■ EXERCISE OBJECTIVE ■
Begin at the line of the material that has "For the image above, mark every river surface" and stop after the line that has "[438, 231, 600, 331]". Repeat those lines, swapping "bounding box" for "rectangle" and leaving everything else unchanged.

[Object detection data]
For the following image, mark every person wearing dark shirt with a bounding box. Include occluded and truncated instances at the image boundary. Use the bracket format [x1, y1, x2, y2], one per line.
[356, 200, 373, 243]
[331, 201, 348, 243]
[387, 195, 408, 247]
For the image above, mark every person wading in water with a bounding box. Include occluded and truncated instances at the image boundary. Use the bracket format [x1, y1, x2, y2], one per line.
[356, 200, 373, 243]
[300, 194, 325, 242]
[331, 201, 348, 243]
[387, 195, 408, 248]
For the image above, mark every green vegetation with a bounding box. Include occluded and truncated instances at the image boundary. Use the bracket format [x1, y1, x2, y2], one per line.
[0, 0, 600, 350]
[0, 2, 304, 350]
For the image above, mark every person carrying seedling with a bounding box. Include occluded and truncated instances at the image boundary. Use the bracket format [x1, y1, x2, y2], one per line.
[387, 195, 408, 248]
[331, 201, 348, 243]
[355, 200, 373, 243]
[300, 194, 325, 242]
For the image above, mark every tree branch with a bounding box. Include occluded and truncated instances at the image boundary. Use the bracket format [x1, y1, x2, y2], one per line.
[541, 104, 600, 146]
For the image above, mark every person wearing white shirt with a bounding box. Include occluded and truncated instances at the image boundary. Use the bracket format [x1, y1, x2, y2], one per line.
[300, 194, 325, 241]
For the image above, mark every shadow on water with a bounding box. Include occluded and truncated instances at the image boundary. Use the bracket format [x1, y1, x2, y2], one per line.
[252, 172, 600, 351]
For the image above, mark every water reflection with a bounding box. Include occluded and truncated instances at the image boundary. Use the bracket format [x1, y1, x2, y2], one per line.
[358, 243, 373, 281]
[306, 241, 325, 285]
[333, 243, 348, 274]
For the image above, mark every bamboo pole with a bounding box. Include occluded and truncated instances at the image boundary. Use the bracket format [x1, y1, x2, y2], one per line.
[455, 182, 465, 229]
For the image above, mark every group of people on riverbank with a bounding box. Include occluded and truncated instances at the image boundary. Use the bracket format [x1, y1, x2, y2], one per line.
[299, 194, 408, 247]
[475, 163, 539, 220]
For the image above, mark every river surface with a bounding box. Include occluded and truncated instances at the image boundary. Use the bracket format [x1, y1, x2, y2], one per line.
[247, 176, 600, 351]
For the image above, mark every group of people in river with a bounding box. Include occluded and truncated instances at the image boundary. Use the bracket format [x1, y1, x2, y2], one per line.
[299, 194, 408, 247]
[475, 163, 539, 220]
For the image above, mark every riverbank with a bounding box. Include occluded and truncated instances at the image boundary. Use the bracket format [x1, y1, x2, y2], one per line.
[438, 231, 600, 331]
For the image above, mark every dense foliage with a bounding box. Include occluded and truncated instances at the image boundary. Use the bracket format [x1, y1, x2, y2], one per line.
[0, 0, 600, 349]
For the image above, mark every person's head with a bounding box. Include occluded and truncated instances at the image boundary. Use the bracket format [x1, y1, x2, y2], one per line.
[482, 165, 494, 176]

■ EXPECTED ANSWER ■
For the image above, mark every river surface with a rectangle. Include occluded and truncated instances at the image boundary. Use the bracket format [x1, y1, x2, y2], one per line.
[247, 176, 600, 351]
For the image above, mark every group of people in river with a rectangle. Include occluded and truncated instances at the image boundary. Use the bracket format [x1, y1, x2, y2], one per line.
[299, 194, 408, 247]
[475, 163, 539, 220]
For the image above, mark every riverbank with a rectangle. Include occluded and truncated instances at the image boundary. Use the bracket format [x1, y1, x2, y2], one per line.
[438, 231, 600, 331]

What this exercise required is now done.